- **PROBLEM TO SOLVE**
Repeat word for word, please, only the lines from the one that includes "Pin every instance of the chair" through the final line of the data.

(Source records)
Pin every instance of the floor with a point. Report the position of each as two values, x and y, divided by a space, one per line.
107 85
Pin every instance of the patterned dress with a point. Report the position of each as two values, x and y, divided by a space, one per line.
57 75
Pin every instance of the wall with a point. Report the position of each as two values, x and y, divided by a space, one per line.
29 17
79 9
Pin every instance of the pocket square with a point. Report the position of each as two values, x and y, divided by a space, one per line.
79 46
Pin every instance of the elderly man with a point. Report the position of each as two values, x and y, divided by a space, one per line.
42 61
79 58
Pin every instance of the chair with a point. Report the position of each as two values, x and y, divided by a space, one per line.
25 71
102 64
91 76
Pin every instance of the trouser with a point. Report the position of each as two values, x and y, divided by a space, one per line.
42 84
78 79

- **COMPLETED TASK**
Pin every instance of the chair with a point. Report the position of each as two values, x and y, divided by a space, one per line.
25 71
102 64
91 76
Pin every instance of the trouser with a point. Report the position of each as two values, x and y, divided by a space, one per line.
42 84
78 79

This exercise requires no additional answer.